* _Written problem_
Return every line of the material below that contains the word "blue", copying each line in full.

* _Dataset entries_
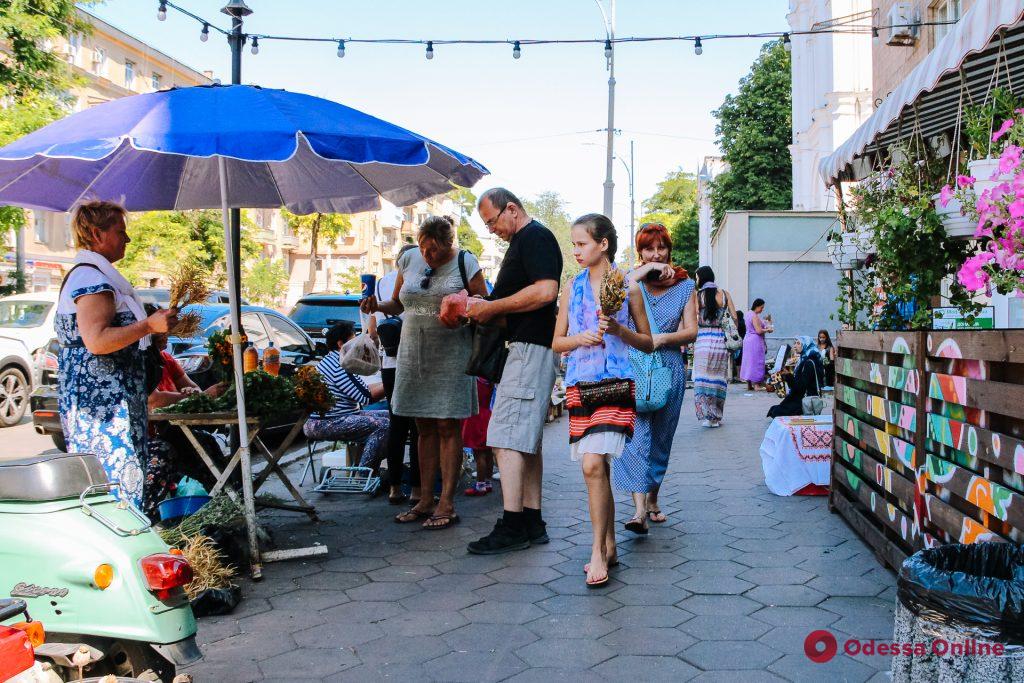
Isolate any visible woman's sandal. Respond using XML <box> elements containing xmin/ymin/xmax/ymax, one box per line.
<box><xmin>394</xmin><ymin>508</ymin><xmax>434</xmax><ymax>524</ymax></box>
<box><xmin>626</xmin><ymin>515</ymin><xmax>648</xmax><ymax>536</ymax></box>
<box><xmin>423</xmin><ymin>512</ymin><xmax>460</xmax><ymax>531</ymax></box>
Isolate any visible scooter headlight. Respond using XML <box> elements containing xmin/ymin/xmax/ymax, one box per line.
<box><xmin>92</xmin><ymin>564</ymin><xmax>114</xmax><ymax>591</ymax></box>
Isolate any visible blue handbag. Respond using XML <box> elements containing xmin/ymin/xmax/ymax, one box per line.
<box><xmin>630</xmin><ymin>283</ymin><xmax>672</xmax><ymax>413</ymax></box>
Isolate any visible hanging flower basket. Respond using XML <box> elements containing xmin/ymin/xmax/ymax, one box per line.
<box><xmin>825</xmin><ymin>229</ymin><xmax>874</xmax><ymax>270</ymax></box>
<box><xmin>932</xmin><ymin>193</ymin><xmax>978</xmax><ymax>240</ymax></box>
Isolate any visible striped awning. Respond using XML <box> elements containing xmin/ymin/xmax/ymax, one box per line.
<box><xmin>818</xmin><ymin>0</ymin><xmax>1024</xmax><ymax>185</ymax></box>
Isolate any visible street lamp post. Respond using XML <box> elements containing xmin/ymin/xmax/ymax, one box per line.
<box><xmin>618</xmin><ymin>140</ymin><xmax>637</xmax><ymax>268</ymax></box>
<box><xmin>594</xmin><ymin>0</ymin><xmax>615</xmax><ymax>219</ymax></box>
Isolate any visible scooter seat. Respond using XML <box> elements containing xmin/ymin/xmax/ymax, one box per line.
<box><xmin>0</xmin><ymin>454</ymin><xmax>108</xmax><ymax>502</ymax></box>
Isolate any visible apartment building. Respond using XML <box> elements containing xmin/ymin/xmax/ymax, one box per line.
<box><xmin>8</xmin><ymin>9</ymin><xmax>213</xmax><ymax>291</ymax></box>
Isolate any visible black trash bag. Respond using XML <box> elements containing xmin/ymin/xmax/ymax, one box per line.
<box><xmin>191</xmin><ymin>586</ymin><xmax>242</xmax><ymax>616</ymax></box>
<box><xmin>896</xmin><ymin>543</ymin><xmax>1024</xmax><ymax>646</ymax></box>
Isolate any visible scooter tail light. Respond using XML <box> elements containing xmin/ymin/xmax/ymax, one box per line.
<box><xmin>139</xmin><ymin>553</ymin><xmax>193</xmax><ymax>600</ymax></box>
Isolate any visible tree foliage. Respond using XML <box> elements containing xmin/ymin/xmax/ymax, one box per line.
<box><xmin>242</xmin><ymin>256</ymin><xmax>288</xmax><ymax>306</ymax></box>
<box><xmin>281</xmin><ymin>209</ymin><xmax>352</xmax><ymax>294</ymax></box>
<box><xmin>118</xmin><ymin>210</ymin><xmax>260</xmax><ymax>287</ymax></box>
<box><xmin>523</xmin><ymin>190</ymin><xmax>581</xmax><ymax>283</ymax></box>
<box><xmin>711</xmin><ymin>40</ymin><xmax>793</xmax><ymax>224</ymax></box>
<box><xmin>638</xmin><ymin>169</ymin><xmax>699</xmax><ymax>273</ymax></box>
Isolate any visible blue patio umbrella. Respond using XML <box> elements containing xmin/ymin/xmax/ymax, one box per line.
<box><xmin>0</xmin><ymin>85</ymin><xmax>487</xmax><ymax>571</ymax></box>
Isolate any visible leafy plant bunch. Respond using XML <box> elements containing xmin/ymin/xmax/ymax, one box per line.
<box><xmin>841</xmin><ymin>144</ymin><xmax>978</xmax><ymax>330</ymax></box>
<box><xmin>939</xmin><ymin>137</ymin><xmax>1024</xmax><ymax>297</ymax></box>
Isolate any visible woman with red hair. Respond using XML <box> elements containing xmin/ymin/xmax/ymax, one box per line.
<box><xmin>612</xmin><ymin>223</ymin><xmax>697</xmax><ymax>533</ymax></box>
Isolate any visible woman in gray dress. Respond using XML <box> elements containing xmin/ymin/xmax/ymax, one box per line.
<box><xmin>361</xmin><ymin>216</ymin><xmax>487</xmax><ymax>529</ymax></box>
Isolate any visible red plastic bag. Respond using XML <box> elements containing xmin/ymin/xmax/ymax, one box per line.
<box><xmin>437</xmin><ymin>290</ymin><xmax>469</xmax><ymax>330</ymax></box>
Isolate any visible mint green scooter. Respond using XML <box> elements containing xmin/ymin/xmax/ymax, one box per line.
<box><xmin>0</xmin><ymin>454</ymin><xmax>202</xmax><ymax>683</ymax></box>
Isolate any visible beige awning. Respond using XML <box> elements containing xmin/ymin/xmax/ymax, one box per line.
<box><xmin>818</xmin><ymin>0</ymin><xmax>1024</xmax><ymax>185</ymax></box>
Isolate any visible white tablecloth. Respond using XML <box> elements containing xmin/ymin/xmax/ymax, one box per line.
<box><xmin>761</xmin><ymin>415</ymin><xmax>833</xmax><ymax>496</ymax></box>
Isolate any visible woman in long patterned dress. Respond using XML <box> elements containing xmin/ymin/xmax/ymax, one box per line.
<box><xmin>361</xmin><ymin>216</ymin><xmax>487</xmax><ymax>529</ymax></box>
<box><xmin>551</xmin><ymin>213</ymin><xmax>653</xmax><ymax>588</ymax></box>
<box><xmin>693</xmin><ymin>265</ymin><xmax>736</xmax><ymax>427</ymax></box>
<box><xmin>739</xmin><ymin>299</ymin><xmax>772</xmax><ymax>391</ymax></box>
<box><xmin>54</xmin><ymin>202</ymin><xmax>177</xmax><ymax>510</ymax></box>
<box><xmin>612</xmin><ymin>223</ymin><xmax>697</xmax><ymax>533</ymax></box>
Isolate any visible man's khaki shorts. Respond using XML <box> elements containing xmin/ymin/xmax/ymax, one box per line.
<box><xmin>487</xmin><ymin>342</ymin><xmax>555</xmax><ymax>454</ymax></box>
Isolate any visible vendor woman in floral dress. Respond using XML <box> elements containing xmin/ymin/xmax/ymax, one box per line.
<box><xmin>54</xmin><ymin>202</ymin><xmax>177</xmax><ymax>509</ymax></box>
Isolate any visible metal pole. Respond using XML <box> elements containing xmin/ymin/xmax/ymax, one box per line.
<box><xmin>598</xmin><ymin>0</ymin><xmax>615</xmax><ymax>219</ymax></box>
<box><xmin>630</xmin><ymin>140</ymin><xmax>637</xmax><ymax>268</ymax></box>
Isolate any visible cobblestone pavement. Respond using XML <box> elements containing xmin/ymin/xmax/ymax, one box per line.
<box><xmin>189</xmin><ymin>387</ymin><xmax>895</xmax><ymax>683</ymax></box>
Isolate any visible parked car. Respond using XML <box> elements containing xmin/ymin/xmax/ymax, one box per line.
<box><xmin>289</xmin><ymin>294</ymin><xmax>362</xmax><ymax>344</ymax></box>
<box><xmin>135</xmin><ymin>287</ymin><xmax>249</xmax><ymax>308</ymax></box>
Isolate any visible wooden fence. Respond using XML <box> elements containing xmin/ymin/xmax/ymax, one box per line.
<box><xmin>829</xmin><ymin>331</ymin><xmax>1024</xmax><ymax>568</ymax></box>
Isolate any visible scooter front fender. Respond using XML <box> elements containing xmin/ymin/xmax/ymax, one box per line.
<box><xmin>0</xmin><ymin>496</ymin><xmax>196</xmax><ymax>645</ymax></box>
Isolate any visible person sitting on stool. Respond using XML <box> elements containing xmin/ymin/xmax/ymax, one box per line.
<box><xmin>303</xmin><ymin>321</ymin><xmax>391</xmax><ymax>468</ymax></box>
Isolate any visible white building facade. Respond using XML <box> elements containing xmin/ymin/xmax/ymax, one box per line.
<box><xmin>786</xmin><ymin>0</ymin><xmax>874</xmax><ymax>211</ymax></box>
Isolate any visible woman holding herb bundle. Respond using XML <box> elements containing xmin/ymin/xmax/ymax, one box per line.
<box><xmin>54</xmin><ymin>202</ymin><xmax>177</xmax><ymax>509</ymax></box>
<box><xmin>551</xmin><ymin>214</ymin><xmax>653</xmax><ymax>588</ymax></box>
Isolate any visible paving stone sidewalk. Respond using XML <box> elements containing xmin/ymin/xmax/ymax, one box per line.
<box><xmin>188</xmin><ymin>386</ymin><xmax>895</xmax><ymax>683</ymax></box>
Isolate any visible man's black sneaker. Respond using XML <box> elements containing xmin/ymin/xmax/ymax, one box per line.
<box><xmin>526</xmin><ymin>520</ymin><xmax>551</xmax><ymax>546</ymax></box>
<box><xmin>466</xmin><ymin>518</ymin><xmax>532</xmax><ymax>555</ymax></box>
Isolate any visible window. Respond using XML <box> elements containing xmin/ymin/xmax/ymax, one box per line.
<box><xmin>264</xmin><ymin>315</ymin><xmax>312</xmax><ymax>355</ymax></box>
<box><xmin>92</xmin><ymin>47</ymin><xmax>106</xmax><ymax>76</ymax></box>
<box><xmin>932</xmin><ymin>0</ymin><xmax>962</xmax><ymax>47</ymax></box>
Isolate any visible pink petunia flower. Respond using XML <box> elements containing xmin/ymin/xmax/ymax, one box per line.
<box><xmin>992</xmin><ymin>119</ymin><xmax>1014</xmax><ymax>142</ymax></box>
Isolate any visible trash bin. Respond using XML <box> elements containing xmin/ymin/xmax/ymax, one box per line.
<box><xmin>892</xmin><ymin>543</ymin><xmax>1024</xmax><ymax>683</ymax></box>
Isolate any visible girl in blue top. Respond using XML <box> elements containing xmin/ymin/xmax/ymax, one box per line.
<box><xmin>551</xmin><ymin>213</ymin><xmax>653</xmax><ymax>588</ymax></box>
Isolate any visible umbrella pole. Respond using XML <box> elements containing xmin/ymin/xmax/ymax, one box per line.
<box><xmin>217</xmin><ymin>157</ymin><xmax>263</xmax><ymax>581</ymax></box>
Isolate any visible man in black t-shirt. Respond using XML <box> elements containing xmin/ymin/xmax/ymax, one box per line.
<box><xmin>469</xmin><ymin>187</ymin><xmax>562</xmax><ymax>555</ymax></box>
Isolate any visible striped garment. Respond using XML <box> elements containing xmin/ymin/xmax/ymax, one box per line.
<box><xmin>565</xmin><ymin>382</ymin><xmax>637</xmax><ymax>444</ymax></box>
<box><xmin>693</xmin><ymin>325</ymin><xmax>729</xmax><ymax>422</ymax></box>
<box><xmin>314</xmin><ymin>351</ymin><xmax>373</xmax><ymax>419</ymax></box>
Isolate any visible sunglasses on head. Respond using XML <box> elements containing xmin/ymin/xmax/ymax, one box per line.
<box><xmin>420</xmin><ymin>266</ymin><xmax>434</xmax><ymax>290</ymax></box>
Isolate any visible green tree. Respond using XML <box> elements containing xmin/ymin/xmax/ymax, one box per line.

* _Worked answer_
Isolate any visible blue handbag. Respond using XML <box> elements containing xmin/ymin/xmax/ymax, one box per line.
Isolate any visible blue patio umbrella. Respond using XML <box> elements containing xmin/ymin/xmax/ymax, one box per line.
Isolate any visible girl in blue top. Respond using XML <box> elements containing xmin/ymin/xmax/ymax, one box per line.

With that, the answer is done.